• **Work to complete**: The required result is an exact copy of the material from the line with "In the photo above, where can the chevrolet" through its final line, both ends included.

• **Data for analysis**:
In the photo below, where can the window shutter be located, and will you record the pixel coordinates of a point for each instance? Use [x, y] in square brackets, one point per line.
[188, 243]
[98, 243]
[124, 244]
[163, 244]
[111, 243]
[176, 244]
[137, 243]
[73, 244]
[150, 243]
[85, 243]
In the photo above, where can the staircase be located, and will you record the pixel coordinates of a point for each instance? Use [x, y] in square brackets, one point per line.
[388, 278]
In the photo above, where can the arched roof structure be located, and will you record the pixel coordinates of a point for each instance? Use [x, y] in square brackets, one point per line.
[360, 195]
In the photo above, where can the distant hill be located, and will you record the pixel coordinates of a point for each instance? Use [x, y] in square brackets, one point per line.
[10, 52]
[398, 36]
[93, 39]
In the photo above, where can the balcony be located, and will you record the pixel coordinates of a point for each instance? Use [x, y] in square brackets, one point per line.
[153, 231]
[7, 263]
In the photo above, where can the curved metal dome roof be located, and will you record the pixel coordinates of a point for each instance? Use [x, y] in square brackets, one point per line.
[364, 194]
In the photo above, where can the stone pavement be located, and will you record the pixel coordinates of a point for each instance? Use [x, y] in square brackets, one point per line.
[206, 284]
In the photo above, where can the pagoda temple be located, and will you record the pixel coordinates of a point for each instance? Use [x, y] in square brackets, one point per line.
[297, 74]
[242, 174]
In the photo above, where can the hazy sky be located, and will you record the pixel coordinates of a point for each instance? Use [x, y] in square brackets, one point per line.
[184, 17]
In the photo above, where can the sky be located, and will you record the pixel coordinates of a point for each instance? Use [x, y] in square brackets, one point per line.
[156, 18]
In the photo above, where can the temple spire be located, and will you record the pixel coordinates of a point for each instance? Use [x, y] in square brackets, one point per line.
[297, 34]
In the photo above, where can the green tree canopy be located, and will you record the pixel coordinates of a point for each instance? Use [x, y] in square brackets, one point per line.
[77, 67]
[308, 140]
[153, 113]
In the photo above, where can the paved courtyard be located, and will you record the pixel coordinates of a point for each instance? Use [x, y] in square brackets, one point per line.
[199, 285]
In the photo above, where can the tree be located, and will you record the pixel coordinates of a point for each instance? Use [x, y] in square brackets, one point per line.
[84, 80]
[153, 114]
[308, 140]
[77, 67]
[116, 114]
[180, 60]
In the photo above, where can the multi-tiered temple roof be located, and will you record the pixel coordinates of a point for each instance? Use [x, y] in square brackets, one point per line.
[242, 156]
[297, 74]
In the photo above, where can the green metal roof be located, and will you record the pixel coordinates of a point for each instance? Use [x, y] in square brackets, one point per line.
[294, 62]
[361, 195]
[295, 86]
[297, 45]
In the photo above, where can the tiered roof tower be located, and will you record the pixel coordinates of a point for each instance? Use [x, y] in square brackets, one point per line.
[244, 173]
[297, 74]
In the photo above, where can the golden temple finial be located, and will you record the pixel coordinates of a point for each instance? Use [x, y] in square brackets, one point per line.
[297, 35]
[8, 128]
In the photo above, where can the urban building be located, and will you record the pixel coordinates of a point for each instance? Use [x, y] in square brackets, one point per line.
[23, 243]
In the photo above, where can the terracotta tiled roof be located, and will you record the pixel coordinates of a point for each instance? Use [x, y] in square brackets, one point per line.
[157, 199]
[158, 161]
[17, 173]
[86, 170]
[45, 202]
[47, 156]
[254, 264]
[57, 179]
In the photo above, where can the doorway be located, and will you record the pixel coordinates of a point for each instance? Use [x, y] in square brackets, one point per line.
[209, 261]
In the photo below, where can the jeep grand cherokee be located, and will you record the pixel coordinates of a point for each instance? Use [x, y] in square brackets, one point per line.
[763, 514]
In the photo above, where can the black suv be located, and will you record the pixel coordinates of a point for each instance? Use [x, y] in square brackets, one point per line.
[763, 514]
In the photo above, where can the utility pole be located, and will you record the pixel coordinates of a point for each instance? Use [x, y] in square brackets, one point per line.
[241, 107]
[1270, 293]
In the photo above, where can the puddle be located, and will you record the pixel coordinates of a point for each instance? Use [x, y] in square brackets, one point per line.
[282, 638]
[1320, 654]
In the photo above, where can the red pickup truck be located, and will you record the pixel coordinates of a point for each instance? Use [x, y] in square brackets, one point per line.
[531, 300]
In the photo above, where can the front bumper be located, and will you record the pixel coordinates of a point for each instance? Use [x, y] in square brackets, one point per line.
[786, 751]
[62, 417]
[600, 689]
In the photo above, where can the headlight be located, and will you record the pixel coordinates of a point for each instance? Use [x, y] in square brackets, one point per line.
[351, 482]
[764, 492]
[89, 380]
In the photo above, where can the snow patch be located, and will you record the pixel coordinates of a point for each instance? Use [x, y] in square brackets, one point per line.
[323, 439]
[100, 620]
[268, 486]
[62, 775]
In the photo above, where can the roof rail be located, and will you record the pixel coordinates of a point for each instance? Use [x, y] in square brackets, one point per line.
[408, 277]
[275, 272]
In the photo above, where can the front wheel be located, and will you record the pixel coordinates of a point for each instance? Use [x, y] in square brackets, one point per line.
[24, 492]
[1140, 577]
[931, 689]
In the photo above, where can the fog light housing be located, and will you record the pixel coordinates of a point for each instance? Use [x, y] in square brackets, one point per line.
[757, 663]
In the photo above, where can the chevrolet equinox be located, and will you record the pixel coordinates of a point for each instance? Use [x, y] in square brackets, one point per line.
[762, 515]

• **The answer**:
In the photo above, where can the chevrolet equinox be located, and will you record the pixel coordinates of a point for each instance? Use [x, y] in square brackets, one point per line.
[762, 515]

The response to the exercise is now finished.